YOUR GOAL -
From the records below, copy verbatim every line between the line holding "Please locate the deep" and the line holding "column 811, row 157", inclusive.

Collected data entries

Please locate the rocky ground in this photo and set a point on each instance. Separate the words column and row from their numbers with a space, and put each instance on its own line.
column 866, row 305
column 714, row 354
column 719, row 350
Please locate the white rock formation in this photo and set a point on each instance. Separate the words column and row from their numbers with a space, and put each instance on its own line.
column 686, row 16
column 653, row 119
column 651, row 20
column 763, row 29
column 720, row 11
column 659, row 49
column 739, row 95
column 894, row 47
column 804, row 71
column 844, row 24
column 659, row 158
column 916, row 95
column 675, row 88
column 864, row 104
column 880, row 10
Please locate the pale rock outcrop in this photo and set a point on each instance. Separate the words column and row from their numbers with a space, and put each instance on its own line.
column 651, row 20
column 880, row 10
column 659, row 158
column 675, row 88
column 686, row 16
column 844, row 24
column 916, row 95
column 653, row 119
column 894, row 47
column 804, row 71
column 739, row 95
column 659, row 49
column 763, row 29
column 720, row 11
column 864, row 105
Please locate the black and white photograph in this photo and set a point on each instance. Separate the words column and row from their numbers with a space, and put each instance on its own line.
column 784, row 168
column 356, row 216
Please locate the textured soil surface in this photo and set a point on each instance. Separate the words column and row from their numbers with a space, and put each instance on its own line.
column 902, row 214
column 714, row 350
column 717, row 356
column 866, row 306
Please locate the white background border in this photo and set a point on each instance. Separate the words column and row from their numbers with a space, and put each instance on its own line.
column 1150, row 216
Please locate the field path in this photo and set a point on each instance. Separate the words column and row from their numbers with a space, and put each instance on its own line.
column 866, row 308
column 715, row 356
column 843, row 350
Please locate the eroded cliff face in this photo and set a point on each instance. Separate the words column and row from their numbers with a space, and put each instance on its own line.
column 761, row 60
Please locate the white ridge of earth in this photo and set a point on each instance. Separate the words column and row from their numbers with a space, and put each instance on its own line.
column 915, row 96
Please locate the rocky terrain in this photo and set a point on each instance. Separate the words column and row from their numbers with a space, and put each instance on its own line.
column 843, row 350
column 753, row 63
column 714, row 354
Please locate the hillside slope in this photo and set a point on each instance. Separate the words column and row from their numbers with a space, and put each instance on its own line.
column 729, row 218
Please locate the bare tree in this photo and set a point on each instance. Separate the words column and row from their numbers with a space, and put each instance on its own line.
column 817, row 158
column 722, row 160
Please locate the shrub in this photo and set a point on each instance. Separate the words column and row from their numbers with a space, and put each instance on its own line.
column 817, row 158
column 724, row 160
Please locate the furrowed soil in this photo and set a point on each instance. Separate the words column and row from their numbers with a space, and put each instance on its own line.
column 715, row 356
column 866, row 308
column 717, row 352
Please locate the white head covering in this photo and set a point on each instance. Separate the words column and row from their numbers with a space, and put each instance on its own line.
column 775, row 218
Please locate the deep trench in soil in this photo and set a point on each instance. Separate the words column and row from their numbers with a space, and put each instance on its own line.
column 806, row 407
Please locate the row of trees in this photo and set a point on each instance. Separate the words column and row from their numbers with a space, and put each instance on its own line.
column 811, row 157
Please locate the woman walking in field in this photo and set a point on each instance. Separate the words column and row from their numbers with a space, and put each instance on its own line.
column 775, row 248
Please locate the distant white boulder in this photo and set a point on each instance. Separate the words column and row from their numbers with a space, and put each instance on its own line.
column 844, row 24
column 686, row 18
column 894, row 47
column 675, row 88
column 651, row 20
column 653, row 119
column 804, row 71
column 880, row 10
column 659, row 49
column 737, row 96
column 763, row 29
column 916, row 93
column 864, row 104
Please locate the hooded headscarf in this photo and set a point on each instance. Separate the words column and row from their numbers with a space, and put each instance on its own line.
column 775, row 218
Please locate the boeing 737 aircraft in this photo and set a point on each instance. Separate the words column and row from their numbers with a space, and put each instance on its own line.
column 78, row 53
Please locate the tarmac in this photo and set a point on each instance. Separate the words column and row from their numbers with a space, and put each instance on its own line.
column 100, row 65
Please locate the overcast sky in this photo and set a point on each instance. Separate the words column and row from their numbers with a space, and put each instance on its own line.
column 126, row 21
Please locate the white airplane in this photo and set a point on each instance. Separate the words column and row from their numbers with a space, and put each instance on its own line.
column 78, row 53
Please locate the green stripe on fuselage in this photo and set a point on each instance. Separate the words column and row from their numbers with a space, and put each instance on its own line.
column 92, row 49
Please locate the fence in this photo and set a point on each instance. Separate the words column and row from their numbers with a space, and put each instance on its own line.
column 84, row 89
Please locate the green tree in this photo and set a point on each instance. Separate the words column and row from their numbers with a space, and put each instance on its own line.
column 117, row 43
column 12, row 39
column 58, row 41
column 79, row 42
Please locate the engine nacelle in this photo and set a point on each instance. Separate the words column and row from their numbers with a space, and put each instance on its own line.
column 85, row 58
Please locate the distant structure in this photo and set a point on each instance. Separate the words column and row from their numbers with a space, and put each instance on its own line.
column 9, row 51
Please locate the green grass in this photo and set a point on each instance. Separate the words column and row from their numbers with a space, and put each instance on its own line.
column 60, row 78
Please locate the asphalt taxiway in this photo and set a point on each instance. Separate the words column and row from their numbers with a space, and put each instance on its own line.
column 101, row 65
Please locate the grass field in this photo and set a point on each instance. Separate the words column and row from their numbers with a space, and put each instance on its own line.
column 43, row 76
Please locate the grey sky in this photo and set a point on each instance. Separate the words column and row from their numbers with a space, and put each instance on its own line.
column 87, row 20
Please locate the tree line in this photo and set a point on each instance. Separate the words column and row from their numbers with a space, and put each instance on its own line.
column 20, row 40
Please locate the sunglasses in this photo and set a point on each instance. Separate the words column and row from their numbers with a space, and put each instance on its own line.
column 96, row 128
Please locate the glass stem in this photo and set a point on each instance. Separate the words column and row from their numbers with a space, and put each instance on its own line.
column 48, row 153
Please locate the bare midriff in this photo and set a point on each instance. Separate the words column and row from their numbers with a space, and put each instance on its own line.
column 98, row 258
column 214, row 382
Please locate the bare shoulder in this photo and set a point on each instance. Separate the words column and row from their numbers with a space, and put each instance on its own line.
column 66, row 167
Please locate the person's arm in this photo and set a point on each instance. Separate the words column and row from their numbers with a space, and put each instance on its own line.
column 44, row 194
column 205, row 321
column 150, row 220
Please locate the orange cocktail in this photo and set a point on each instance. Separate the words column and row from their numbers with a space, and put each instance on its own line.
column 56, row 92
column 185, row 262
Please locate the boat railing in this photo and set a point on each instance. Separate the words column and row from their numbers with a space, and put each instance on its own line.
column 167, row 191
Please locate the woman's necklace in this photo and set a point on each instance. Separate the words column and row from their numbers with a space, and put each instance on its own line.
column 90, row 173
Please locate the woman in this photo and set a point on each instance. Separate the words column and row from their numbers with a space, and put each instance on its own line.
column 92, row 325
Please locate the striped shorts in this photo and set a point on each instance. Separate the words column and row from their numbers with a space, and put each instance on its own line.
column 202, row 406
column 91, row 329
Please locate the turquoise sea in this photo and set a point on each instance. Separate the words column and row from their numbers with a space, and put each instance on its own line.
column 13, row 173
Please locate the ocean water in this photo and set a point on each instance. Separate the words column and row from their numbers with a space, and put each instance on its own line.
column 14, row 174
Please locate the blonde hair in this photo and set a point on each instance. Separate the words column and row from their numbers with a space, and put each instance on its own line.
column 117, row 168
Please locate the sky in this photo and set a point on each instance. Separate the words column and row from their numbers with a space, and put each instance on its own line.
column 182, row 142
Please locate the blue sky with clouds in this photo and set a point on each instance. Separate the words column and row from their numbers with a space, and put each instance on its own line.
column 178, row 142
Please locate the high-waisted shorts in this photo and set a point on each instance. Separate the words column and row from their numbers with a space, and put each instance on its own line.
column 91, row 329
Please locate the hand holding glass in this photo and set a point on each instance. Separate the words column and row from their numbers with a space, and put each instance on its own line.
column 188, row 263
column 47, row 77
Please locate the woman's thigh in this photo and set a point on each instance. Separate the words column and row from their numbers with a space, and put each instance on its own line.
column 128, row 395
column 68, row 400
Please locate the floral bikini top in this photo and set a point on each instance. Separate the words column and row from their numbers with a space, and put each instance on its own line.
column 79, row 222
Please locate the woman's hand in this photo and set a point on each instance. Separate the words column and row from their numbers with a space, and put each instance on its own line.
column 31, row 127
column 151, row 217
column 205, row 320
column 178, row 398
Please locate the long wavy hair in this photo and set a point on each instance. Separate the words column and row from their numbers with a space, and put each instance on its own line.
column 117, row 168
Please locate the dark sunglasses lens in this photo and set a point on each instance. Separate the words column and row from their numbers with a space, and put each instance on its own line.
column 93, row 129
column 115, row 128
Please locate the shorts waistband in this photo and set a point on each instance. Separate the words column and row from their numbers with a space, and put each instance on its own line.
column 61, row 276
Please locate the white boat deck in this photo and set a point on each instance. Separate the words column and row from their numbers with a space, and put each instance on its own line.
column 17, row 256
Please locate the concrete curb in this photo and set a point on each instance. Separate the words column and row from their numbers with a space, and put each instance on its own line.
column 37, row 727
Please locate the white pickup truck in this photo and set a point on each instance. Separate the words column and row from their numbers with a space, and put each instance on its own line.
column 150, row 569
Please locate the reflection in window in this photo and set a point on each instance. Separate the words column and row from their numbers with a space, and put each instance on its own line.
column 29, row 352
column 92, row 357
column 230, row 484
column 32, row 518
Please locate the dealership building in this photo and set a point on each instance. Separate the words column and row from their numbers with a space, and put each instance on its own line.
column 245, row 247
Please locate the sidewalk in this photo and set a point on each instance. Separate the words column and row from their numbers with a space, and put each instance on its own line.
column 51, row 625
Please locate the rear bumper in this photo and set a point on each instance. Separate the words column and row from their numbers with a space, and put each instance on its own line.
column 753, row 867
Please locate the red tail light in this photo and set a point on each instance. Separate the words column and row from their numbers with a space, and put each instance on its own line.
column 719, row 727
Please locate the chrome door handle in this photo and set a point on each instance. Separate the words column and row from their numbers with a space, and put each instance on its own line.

COMPLETED EXERCISE -
Please locate the deep trench in soil in this photo and set a point on each instance. Separate the words column and row from their numbers with a space, and put each instance on its own line.
column 806, row 407
Please locate the row of trees in this photo and set a point on each instance. Separate the words column and row from their numbers with a space, and put each instance on its own line.
column 811, row 157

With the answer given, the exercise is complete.